Given instruction: Quote every line of the data below as it stands, omitting pictures.
>> START
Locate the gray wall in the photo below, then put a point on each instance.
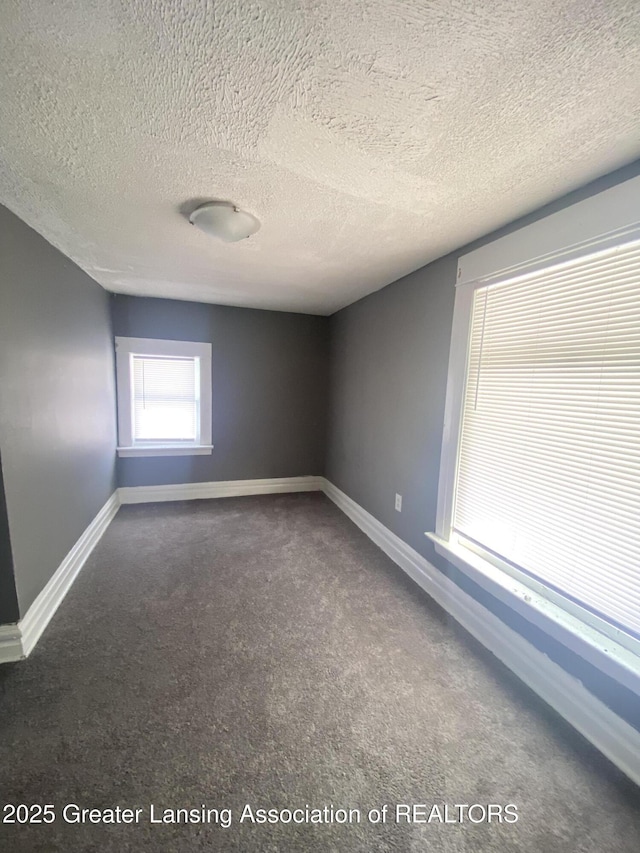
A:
(389, 356)
(57, 410)
(269, 376)
(8, 597)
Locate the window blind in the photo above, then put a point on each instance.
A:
(548, 474)
(165, 398)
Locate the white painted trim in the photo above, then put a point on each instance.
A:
(614, 737)
(166, 450)
(217, 489)
(610, 218)
(127, 347)
(17, 641)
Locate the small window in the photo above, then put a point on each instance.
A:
(164, 397)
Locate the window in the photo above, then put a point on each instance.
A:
(539, 495)
(164, 397)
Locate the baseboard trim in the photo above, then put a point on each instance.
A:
(613, 736)
(17, 641)
(219, 489)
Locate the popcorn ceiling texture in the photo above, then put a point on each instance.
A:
(368, 137)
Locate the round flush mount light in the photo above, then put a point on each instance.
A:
(223, 220)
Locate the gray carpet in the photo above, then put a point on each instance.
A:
(263, 651)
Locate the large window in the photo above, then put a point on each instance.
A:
(539, 496)
(164, 397)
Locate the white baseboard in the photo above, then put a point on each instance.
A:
(219, 489)
(614, 737)
(17, 641)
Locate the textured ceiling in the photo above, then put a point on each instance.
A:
(368, 137)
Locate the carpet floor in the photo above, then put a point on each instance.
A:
(261, 653)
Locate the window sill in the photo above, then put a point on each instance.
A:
(167, 450)
(614, 658)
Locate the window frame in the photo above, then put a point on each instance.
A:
(127, 347)
(545, 243)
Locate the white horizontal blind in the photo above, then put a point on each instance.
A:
(165, 398)
(548, 474)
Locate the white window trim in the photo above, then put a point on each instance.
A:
(601, 222)
(125, 348)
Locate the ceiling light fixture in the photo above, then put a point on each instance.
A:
(223, 220)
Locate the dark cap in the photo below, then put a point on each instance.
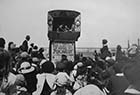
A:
(104, 41)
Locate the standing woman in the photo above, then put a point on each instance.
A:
(45, 80)
(7, 79)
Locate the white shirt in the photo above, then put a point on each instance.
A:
(62, 78)
(50, 78)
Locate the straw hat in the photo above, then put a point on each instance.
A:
(26, 67)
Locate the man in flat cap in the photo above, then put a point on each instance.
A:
(104, 50)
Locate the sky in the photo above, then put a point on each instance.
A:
(115, 20)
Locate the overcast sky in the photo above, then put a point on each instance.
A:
(115, 20)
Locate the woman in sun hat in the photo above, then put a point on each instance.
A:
(29, 73)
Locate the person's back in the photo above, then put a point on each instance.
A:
(7, 79)
(45, 80)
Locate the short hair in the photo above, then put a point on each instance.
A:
(2, 42)
(104, 41)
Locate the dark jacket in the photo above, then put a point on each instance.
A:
(25, 45)
(105, 52)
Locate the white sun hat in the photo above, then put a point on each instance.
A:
(26, 67)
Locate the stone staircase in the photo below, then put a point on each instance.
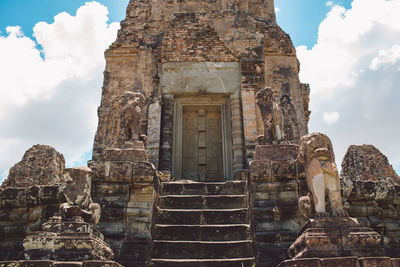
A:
(200, 224)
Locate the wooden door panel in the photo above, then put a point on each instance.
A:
>> END
Result below:
Locate the gray wall in the photo below, then put a point on each instance.
A:
(389, 356)
(57, 410)
(269, 376)
(8, 597)
Locate the window blind in the photo above, then put a point on each instance.
A:
(548, 474)
(165, 398)
Locate the white painted trim in the photo above, then put a point on each instance.
A:
(614, 737)
(166, 450)
(217, 489)
(610, 218)
(127, 347)
(17, 641)
Locate the small window in the photo above, then put a point on each instance.
A:
(164, 397)
Locate the window in the photo above, then put a point on each instance.
A:
(539, 495)
(164, 397)
Locate the baseboard trim in the photo above, then put a point on each instance.
A:
(613, 736)
(17, 641)
(219, 489)
Locate the popcorn ceiling texture in the photo above, then put a point on each instance.
A:
(368, 137)
Locate the round flush mount light in the photo above, then put a point on each instance.
A:
(223, 220)
Locate the gray carpet in the photo above, then put a point on each instance.
A:
(263, 651)
Locate the large window in the photo above, then put a point on each instance.
A:
(539, 496)
(164, 397)
Locate the white baseboard in the photo above, then put a point on each instance.
A:
(219, 489)
(614, 737)
(17, 641)
Locate the textured ceiling in the photo above, then put a point on each instance.
A:
(368, 137)
Locate the carpet floor in the photo above, then put a point on each instance.
A:
(261, 653)
Locate the window sill in the photo above, then put a point on each instance.
A:
(167, 450)
(614, 658)
Locate the window frame in the photo above, then put a point on each instance.
A:
(127, 347)
(545, 243)
Locate the white horizontal blind in the photo above, then put a point on each instance.
A:
(165, 398)
(548, 474)
Locate the white window trim in the photo above, then put a point on each instance.
A:
(601, 222)
(125, 348)
Locate the ceiling light fixture in the photo above, then put a point on each instance.
A:
(223, 220)
Locate the dark cap in the photo below, then put a point on each instance.
A:
(104, 41)
Locate the standing woman in the photo above, then put a point on each instance.
A:
(45, 80)
(7, 79)
Locate the white shirt in the photo above, then put a point on each instance.
A:
(62, 78)
(50, 78)
Locate the straw hat in the photo above, then put a point on each instance.
A:
(26, 67)
Locate the man in flat cap in the photo above, then put a point on each instance.
A:
(104, 50)
Locate the sky in the photo above, then put a point on each instance.
A:
(115, 20)
Locate the overcast sky in the photo above, then put a point on each instance.
A:
(115, 20)
Locate the woman in sun hat in the photo above, then put a point on each instance.
A:
(29, 73)
Locate the person's back in the photo above, then put a point on each instance.
A:
(7, 79)
(45, 80)
Locate the short hair in the photo above, then put a point on each instance.
A:
(2, 42)
(104, 41)
Locate the dark jacket in the photo above, then put a point on each instance.
A:
(25, 45)
(105, 52)
Locate the white sun hat in the photo above, then put a point on each instance.
A:
(26, 67)
Locate the stone staircase in the photo below, then put a point on each instance.
A:
(200, 224)
Locate the wooden door panel in the photo above, then put a point on each instance.
A:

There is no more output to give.